Extract provided>
=-=-=

The evolving flowfield of a gunshot is rather complicated over a period of several milliseconds. The interior ballistics of firearms cannot be observed by the methods described here, so the first visible phenomenon at the muzzle is the emergence of the bullet-driven shock wave, followed immediately by the bullet itself. Then the propellant gases, the products of gunpowder combustion, exit and expand tremendously as they transfer from high pressure inside the barrel to one atmosphere outside. This rapid expansion behaves like an explosion in pushing the air out of the way and thus generating a strong spherical shock wave, or muzzle blast. The “bang” of a gunshot is almost always caused by this muzzle blast.
If you are unlucky enough to be shot at but lucky enough to be missed, sometimes you hear instead the sound of the bullet itself. Inertia keeps supersonic bullets moving at high speed, while the muzzle blast rapidly decays in strength like the spherical shock wave from an explosion. So the bullet inexorably pulls ahead of the decaying muzzle blast, trailing oblique shock waves. These shock waves produce the sensation of a sharp “crack” as the bullet passes, followed later by the “bang” of the muzzle blast. This sequence varies with timing and the hearer’s position with respect to the bullet’s path, making it very difficult to determine the direction of gunfire from its perceived sounds.
The Penn State Full-Scale Schlieren System is the largest indoor schlieren system in the world, with a field of view that is two meters by three meters. Photographs made in this system show these gunshot phenomena on a grander scale than was previously possible. Not only are the exterior ballistics of the bullet revealed, but also the interaction of the muzzle blast with the shooter. Proper ear protection is essential to prevent hearing loss. Propellant-gas interactions with the hands of the shooter, the gas-dynamic behavior of various firearms and many other related phenomena of interest to ballistics can be studied in this experimental imaging facility.

=-=-=

Exercise> Write out the gunshot text again, beginning at the words "The Penn State" and stopping after "experimental imaging facility.", and rename "shooter" to "marksman" throughout. You can leave the entries that follow the gunshot text aside, since nothing here depends on them.

Supplied records>

=-=-=

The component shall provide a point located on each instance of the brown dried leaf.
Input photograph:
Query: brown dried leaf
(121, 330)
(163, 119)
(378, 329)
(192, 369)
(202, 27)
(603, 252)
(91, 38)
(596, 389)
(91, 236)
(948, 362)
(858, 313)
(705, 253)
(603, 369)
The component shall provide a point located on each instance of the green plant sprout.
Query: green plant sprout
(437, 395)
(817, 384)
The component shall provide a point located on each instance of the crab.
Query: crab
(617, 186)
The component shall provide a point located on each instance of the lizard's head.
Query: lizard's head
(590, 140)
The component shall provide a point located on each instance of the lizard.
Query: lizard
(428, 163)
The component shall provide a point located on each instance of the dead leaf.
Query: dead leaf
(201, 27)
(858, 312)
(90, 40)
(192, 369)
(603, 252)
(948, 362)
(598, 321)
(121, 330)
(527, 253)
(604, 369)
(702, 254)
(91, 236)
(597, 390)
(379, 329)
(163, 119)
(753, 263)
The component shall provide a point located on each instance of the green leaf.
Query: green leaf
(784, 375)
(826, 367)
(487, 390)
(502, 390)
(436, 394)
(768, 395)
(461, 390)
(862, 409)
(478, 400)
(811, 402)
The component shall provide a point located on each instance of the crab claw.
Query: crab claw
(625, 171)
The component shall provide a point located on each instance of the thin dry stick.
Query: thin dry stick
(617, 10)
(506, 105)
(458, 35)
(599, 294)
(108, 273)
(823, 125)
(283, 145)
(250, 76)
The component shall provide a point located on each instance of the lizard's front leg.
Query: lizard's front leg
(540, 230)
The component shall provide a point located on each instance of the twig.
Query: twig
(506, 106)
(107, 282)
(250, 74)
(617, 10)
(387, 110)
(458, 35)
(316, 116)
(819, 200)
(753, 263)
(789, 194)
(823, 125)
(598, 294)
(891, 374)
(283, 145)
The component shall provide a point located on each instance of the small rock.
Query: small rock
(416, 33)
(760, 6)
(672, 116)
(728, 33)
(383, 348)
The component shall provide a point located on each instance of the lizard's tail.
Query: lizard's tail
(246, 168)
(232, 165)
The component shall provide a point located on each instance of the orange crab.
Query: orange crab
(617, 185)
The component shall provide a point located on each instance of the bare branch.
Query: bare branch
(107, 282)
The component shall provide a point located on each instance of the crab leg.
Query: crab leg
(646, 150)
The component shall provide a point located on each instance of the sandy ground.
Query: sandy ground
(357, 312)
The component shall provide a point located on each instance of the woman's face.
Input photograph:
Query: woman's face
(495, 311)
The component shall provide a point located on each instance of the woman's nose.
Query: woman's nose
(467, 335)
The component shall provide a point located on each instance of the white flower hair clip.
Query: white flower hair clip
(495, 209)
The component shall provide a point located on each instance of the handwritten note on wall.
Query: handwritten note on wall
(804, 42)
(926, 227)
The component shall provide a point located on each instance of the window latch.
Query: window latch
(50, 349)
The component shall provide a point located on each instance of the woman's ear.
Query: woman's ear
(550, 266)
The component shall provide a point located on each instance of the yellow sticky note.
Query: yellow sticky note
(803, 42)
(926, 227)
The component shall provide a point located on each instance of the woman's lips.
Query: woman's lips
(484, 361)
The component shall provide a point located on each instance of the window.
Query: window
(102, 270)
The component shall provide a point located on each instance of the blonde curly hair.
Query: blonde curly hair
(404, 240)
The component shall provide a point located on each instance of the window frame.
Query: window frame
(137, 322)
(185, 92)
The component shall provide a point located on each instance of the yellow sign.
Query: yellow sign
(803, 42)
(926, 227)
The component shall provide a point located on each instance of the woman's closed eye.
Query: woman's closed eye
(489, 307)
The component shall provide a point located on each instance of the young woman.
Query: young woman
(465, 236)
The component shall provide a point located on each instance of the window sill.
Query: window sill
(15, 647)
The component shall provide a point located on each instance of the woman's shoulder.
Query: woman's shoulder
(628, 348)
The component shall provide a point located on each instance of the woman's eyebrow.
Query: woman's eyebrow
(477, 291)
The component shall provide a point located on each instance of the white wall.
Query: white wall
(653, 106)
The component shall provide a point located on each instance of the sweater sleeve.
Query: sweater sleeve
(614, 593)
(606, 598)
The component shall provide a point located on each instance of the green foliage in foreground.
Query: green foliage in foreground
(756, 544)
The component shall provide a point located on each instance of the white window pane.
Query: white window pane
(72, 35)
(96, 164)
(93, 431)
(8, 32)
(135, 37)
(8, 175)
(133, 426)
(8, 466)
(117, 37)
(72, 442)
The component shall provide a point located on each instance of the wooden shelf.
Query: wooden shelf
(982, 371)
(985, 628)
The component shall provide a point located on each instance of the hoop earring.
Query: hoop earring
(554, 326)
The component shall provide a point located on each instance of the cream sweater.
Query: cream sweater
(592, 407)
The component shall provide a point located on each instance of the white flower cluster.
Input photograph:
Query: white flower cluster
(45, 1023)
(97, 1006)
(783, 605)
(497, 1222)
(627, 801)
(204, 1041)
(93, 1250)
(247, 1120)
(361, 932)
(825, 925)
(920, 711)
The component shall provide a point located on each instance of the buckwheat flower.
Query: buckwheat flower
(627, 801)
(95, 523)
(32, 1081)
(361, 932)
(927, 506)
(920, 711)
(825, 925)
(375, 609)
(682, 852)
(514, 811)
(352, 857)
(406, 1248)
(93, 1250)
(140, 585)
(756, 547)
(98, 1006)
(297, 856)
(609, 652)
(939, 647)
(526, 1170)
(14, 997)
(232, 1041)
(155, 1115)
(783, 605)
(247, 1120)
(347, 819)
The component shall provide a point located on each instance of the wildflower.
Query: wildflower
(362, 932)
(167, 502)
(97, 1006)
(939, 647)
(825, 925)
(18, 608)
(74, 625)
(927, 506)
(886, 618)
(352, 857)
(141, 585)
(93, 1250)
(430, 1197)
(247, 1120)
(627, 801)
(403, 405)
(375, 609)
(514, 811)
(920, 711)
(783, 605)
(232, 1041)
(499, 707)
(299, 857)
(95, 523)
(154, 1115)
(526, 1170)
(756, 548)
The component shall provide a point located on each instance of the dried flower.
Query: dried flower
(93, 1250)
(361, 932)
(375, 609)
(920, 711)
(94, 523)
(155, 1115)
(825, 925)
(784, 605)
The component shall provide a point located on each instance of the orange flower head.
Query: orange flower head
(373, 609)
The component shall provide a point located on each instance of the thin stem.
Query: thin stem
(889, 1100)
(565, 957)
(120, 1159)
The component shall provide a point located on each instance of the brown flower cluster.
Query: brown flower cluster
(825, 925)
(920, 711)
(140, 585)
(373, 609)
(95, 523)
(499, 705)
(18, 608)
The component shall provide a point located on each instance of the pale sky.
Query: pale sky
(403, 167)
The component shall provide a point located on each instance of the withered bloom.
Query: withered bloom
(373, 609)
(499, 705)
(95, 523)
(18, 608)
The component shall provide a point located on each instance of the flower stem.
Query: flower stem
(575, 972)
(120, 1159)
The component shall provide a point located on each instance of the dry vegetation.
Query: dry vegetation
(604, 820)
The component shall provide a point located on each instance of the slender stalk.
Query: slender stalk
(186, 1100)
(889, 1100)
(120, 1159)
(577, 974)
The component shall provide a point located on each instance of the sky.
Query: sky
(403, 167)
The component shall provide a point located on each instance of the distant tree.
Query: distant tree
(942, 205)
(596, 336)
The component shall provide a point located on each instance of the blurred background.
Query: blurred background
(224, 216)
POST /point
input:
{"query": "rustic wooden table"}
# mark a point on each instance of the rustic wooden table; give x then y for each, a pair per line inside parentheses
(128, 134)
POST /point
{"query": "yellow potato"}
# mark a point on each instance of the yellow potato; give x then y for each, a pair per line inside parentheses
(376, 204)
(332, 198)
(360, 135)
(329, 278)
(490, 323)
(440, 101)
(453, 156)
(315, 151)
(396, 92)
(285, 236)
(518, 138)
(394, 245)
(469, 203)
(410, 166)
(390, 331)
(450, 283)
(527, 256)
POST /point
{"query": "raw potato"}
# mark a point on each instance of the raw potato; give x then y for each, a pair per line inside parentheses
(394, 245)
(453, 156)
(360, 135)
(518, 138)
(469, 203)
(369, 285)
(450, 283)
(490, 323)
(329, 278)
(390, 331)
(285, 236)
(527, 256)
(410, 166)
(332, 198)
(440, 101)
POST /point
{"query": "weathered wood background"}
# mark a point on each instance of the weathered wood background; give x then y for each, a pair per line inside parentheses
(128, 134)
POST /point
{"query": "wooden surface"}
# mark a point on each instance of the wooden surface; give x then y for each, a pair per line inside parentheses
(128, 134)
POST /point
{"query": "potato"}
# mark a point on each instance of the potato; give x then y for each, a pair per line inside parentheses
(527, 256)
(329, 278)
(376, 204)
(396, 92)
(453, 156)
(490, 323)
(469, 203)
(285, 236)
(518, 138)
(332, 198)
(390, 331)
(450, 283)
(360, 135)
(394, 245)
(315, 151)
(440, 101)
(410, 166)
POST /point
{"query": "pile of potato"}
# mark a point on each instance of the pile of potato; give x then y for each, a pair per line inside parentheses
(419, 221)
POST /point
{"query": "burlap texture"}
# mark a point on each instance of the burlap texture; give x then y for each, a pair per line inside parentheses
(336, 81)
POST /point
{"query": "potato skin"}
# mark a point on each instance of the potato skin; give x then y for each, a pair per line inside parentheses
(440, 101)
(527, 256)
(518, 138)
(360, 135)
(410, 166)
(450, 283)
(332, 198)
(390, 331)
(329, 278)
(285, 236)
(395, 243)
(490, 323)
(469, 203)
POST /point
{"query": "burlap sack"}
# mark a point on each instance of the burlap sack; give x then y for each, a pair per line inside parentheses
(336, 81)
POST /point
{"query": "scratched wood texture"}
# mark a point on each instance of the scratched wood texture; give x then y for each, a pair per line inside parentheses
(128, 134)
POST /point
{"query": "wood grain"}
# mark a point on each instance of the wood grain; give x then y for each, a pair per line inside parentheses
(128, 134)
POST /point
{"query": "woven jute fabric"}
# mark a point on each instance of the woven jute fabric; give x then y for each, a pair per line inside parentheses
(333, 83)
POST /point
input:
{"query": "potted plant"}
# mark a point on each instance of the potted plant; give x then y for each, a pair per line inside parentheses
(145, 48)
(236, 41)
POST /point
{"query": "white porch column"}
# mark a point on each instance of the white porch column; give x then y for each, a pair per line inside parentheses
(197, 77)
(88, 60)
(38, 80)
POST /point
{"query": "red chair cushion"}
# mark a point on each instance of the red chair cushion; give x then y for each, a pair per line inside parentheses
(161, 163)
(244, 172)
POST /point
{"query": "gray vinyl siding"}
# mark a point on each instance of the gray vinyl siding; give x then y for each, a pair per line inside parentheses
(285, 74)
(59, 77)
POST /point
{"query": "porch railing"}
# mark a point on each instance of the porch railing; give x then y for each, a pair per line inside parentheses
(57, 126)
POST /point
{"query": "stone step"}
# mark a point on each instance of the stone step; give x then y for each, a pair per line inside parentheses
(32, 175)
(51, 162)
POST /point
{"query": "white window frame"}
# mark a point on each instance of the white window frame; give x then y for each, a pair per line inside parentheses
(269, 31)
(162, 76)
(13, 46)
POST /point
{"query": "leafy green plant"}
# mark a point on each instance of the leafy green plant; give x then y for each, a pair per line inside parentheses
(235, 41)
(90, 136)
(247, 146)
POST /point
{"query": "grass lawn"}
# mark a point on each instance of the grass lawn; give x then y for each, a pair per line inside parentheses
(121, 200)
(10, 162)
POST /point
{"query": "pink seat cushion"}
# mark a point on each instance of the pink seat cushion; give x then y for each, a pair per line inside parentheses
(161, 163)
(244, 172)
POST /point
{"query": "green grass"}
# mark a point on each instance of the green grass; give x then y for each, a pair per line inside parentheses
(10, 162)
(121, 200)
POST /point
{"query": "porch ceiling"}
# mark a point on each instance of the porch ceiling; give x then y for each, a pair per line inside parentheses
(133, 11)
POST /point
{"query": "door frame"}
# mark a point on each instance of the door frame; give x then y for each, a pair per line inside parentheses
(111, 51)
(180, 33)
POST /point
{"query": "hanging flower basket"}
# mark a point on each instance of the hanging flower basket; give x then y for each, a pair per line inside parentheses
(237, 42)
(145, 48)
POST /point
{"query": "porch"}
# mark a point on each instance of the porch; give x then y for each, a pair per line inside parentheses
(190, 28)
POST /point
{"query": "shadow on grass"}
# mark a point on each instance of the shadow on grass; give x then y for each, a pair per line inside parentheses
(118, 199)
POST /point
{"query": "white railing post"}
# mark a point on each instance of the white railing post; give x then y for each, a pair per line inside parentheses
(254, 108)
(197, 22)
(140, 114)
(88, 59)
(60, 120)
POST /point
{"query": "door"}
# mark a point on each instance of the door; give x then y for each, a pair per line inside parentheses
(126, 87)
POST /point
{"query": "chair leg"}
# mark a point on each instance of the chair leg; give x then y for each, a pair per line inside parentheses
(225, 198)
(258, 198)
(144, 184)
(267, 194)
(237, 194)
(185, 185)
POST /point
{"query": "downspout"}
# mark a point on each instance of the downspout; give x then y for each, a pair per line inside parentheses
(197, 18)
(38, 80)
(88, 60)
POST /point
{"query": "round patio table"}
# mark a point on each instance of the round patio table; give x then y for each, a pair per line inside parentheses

=-=-=

Answer box>
The Penn State Full-Scale Schlieren System is the largest indoor schlieren system in the world, with a field of view that is two meters by three meters. Photographs made in this system show these gunshot phenomena on a grander scale than was previously possible. Not only are the exterior ballistics of the bullet revealed, but also the interaction of the muzzle blast with the marksman. Proper ear protection is essential to prevent hearing loss. Propellant-gas interactions with the hands of the marksman, the gas-dynamic behavior of various firearms and many other related phenomena of interest to ballistics can be studied in this experimental imaging facility.